(Referring expression pointing data)
───

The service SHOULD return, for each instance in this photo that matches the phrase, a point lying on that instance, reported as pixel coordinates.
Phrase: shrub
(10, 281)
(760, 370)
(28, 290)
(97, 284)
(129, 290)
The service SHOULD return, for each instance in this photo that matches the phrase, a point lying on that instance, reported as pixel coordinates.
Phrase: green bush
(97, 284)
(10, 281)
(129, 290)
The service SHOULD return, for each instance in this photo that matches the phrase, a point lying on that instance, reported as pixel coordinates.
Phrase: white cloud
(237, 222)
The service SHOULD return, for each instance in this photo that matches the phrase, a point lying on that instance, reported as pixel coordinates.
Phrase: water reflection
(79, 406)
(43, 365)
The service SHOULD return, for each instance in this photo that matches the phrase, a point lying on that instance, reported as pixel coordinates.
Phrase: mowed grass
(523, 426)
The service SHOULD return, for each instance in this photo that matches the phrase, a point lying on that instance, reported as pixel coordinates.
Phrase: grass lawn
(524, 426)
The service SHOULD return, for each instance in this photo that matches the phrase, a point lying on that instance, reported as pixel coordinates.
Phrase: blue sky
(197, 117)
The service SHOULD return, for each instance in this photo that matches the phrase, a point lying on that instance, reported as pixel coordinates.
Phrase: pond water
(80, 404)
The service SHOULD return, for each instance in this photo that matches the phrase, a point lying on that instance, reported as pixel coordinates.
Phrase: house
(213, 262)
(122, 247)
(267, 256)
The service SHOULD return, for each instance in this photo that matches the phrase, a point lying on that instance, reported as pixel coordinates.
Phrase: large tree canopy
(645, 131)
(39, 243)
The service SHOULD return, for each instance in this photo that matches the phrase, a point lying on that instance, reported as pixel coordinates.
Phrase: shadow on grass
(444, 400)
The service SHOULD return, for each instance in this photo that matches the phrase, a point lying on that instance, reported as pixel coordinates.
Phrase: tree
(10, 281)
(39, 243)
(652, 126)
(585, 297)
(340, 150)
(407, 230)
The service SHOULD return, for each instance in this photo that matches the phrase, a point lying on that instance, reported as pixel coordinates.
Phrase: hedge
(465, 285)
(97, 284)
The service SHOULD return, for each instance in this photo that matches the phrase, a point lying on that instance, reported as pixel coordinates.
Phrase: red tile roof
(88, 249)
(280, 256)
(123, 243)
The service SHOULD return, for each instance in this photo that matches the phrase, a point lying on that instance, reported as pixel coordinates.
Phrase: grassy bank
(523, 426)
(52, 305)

───

Work task
Exactly as they stand, repeat all the records.

Written solution
The service SHOULD return, for each instance in this photo that matches the phrase, a point lying on that instance, reported as pixel coordinates.
Phrase: shrub
(10, 281)
(760, 370)
(28, 290)
(97, 284)
(129, 290)
The service SHOULD return, for each instance in this photo that matches the phrase, a point lying on that instance, reported as pixel coordinates.
Phrase: green bush
(97, 284)
(10, 281)
(129, 290)
The service SHOULD return, for each instance in this photo that matches the phrase, a point lying on that instance, reported as pixel coordinates.
Phrase: white cloud
(237, 222)
The service SHOULD return, for each instance in this photo that matches the phrase, a point lying on that instance, reported as pixel coordinates.
Phrase: water reflection
(79, 406)
(43, 365)
The service SHOULD return, for each instance in this photo that matches the phrase, a point lying on that instance, reported as pixel coordinates.
Phrase: mowed grass
(523, 426)
The service SHOULD return, for each instance in this photo that matches the phrase, a point lying on that instance, reported as pixel coordinates.
Phrase: grass lawn
(524, 426)
The service SHOULD return, for each instance in this photo that matches the phrase, a point lying on that instance, reported as pixel coordinates.
Phrase: blue sky
(197, 117)
The service SHOULD return, for each instance in this photo that matches the phrase, a point lying on that instance, reported as pixel coordinates.
Phrase: pond water
(80, 404)
The service SHOULD return, for each instance in this photo that matches the phrase, a point lying on that instance, reported as pixel coordinates.
Phrase: house
(213, 262)
(122, 247)
(267, 256)
The service SHOULD return, for each instance in this photo that matches the phrase, a point lying on that instance, reported as pixel coordinates.
Phrase: large tree canopy
(645, 131)
(39, 243)
The service SHOULD return, for each instance in this photo that matches the phrase, a point lying on that instance, reported as pixel coordinates.
Phrase: shadow on grass
(444, 400)
The service SHOULD return, for each instance in this photo that matches the phrase, a point lying on that instance, reported as pixel coordinates.
Phrase: tree
(10, 281)
(39, 243)
(652, 126)
(585, 297)
(340, 150)
(407, 230)
The service SHOULD return, for each instance in this photo that matches the phrase, a point lying on that instance, reported as pixel coordinates.
Phrase: hedge
(465, 285)
(97, 284)
The service SHOULD return, for each instance in this photo that matches the phrase, a point lying on that instance, reported as pixel coordinates.
Phrase: red tile roof
(88, 249)
(280, 256)
(123, 243)
The service SHOULD return, for each instance in this photo that matches the phrase, a point lying on that instance, reported as pixel coordinates.
Phrase: grassy bank
(523, 426)
(52, 305)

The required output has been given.